Cameras
Live Demo: Skybox
Cameras define the viewpoint and projection used to render the scene. Nightshade uses reversed-Z depth buffers for both perspective and orthographic projections, and supports infinite far planes, input smoothing, and arc-ball orbit controllers.
Camera Component
A camera entity needs a transform and the CAMERA component:
#![allow(unused)] fn main() { let camera = world.spawn_entities( LOCAL_TRANSFORM | GLOBAL_TRANSFORM | CAMERA, 1 )[0]; }
#![allow(unused)] fn main() { pub struct Camera { pub projection: Projection, pub smoothing: Option<Smoothing>, } pub enum Projection { Perspective(PerspectiveCamera), Orthographic(OrthographicCamera), } }
The default Camera uses a perspective projection (45 degree FOV, infinite far plane, 0.01 near plane) with smoothing enabled.

### Raw records
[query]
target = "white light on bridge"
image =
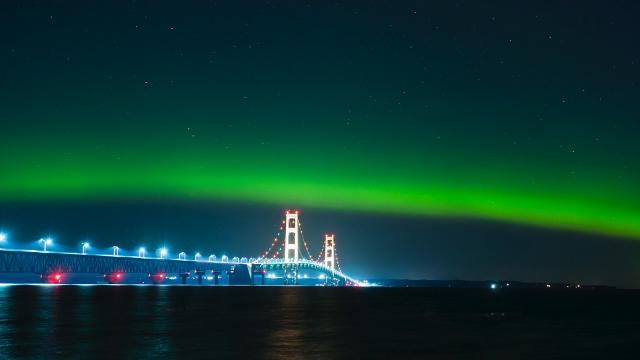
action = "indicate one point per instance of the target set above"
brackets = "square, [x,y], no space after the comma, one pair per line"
[45,242]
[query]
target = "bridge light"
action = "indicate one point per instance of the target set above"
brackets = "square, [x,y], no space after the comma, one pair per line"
[85,246]
[45,242]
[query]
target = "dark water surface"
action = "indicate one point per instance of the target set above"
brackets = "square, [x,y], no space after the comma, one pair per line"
[134,322]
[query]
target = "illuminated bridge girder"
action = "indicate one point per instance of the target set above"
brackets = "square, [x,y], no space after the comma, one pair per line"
[41,263]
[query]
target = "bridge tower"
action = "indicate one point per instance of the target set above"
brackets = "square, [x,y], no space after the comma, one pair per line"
[329,251]
[291,236]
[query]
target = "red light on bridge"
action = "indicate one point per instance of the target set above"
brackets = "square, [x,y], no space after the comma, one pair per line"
[54,278]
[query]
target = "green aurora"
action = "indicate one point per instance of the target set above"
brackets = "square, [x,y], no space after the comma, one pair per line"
[388,123]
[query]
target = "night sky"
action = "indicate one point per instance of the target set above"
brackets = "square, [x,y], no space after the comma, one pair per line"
[441,140]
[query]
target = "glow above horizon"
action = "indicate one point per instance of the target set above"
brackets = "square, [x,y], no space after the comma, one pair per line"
[401,125]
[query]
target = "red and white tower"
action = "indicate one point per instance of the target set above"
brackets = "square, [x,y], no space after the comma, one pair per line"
[329,251]
[291,236]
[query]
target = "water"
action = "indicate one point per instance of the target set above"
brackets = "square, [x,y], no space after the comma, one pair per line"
[137,322]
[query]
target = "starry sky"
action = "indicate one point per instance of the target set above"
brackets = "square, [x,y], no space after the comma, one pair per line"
[472,140]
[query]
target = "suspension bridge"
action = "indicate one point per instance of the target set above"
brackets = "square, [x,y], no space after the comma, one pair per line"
[287,257]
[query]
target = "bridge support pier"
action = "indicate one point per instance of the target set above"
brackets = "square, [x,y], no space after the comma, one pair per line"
[257,272]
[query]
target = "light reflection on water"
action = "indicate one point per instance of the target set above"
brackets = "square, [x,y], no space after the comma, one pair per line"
[137,322]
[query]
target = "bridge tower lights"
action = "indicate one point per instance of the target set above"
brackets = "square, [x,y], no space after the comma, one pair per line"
[329,251]
[45,242]
[292,232]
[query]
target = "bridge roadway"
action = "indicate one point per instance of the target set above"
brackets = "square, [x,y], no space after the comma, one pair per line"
[46,263]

### What the exercise asks
According to the Cameras page, what kind of depth buffer does Nightshade use for its perspective and orthographic projections? The entries were drawn from a separate source.

### Written answer
A reversed-Z depth buffer.